[Entries from a point annotation set]
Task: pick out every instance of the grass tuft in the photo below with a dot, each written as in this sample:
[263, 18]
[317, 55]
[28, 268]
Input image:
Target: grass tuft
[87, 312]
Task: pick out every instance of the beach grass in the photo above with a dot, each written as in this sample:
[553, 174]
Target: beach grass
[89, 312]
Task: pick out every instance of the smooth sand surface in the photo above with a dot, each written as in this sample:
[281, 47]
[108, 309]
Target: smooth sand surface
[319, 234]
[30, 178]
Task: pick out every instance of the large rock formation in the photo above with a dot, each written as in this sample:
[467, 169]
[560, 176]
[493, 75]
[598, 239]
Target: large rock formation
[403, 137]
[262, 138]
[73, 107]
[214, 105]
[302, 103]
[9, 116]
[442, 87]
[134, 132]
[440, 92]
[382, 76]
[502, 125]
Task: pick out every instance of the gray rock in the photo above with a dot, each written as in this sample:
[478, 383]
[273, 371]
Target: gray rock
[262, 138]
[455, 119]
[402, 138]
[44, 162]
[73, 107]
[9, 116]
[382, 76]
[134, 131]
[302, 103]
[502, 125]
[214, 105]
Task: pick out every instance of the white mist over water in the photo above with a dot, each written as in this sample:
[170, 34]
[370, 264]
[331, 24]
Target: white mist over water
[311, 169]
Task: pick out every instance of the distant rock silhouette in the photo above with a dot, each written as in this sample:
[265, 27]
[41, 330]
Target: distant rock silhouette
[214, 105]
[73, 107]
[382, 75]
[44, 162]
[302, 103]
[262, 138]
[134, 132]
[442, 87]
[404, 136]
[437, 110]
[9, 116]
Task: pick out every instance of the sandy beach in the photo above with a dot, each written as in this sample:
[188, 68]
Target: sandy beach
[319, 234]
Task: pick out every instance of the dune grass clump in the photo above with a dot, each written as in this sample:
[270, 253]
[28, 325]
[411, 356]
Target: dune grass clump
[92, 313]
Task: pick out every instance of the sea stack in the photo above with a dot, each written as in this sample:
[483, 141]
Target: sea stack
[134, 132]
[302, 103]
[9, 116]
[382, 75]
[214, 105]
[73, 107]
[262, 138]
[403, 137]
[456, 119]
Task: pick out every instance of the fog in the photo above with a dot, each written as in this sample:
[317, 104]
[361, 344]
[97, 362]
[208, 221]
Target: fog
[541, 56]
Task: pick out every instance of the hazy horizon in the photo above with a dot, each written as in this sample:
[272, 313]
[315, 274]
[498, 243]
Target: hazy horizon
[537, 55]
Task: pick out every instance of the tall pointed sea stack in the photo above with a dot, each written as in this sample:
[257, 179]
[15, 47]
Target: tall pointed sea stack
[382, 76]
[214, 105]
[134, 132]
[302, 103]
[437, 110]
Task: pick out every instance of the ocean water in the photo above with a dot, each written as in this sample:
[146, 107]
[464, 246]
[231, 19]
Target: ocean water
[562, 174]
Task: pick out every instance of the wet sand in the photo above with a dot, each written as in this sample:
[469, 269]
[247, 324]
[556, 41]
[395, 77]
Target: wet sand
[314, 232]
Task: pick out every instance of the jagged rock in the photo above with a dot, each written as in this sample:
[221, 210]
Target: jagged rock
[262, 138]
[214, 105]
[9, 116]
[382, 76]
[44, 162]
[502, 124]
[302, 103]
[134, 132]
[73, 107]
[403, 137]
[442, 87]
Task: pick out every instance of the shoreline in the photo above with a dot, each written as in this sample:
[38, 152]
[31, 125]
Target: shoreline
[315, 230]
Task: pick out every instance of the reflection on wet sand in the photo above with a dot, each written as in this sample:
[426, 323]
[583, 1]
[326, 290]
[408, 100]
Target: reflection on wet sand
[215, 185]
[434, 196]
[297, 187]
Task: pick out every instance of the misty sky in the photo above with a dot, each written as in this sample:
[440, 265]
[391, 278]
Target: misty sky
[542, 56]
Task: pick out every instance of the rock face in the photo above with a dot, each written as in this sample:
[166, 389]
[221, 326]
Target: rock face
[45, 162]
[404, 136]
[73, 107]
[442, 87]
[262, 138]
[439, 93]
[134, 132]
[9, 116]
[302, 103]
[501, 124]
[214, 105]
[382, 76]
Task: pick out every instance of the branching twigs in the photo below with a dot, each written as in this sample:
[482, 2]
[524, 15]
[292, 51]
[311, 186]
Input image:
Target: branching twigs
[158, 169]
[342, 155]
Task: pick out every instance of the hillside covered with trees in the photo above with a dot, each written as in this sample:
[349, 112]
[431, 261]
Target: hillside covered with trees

## What to produce:
Reproduce the listing above with every "pick out" switched to "locate", changing nothing else.

## Written solution:
Task: locate every instance of the grass tuft in the photo below with a dot, each written as in this sample:
[263, 18]
[317, 55]
[28, 268]
Input image:
Target: grass tuft
[87, 312]
Task: locate every instance of the beach grass in the photo above with a dot, each written as in this sample:
[553, 174]
Target: beach grass
[89, 312]
Task: locate every instance of the smooth sand surface in the photo above with a dot, each written as in this sample:
[281, 47]
[108, 309]
Target: smooth sand surface
[319, 234]
[30, 178]
Task: locate every instance of the large rock formation in the photo above with a dot, each written as in this sample:
[467, 169]
[560, 176]
[493, 75]
[598, 239]
Target: large rock formation
[403, 137]
[262, 138]
[73, 107]
[214, 105]
[302, 103]
[9, 116]
[442, 87]
[134, 132]
[440, 92]
[382, 76]
[502, 125]
Task: locate every instance of the gray rock in the photo above with a dot, each written as in this sample:
[478, 383]
[273, 371]
Target: gray rock
[262, 138]
[455, 119]
[402, 138]
[44, 162]
[73, 107]
[9, 116]
[382, 76]
[134, 131]
[302, 103]
[502, 125]
[214, 105]
Task: locate every instance of the white mist over water in the photo above with a dot, each written as in this sample:
[170, 34]
[370, 264]
[331, 24]
Target: white mist over water
[311, 169]
Task: locate every instance of the distant rock silhouette in the photo above with a dot, each written as in this sample:
[265, 27]
[41, 330]
Target: distant rock silhouette
[214, 105]
[73, 107]
[382, 75]
[44, 162]
[302, 103]
[262, 138]
[134, 132]
[442, 87]
[404, 136]
[437, 110]
[9, 116]
Task: locate every instance of the sandy beach in the photo above with a dot, each written as in this sample:
[188, 68]
Target: sandy beach
[319, 234]
Task: locate every instance of the dune grass clump in the photo above with a dot, each written as in this sample:
[270, 253]
[28, 325]
[411, 356]
Target: dune grass clump
[92, 313]
Task: locate every instance of the sea stack in the photo above with a dot, each written as in this sample:
[483, 141]
Target: sea stack
[134, 132]
[302, 103]
[9, 116]
[382, 75]
[214, 105]
[73, 107]
[262, 138]
[403, 137]
[456, 119]
Task: locate every instance of the fog in the photo above with a dot, each written as in this sample:
[317, 104]
[361, 344]
[97, 362]
[208, 221]
Target: fog
[541, 56]
Task: locate every instance of the hazy horizon in the photo above with a dot, each written as in this sample:
[272, 313]
[315, 274]
[498, 243]
Target: hazy horizon
[537, 55]
Task: locate every instance of the tall pointed sea stack in the photo above with a dot, each written as in this sample:
[257, 179]
[15, 47]
Target: tall pointed sea stack
[382, 76]
[214, 105]
[134, 132]
[302, 103]
[437, 110]
Task: locate every instance of the ocean water in the photo above with a dot, each written as in this sample:
[146, 107]
[464, 246]
[231, 19]
Target: ocean water
[562, 174]
Task: locate every instance of the wet sand in the photo above with a dot, each written as in this sample:
[469, 269]
[247, 324]
[556, 41]
[395, 77]
Target: wet sand
[314, 232]
Task: locate every instance of the jagged rock in the photo above with a dot, each written as in this sample:
[221, 210]
Target: jagged rock
[262, 138]
[214, 105]
[9, 116]
[382, 76]
[44, 162]
[502, 124]
[302, 103]
[134, 132]
[73, 107]
[403, 137]
[442, 87]
Task: locate every instance of the shoreline in the photo above with a dot, each written as in this sample:
[38, 152]
[31, 125]
Target: shoreline
[315, 230]
Task: locate every instance of the reflection on wet sand in the photo above with a dot, each written as in this sample:
[426, 323]
[583, 1]
[326, 290]
[408, 100]
Target: reflection on wet sand
[215, 185]
[434, 196]
[297, 187]
Task: locate every instance of the misty sky in the photo above with a dot, each written as in this sample:
[440, 265]
[391, 278]
Target: misty sky
[542, 56]
Task: locate every instance of the rock face in the photo above with a dot, each written as in this sample:
[166, 389]
[221, 326]
Target: rock face
[45, 162]
[404, 136]
[73, 107]
[442, 87]
[262, 138]
[439, 93]
[134, 132]
[9, 116]
[302, 103]
[501, 124]
[214, 105]
[382, 76]
Task: locate every instance of the branching twigs in the photo below with a dot, each written as in this sample:
[482, 2]
[524, 15]
[292, 51]
[311, 186]
Input image:
Target: branching twigs
[158, 169]
[342, 155]
Task: locate every instance of the hillside covered with trees in the photo above with a dot, each written as in this sample:
[349, 112]
[431, 261]
Target: hillside covered with trees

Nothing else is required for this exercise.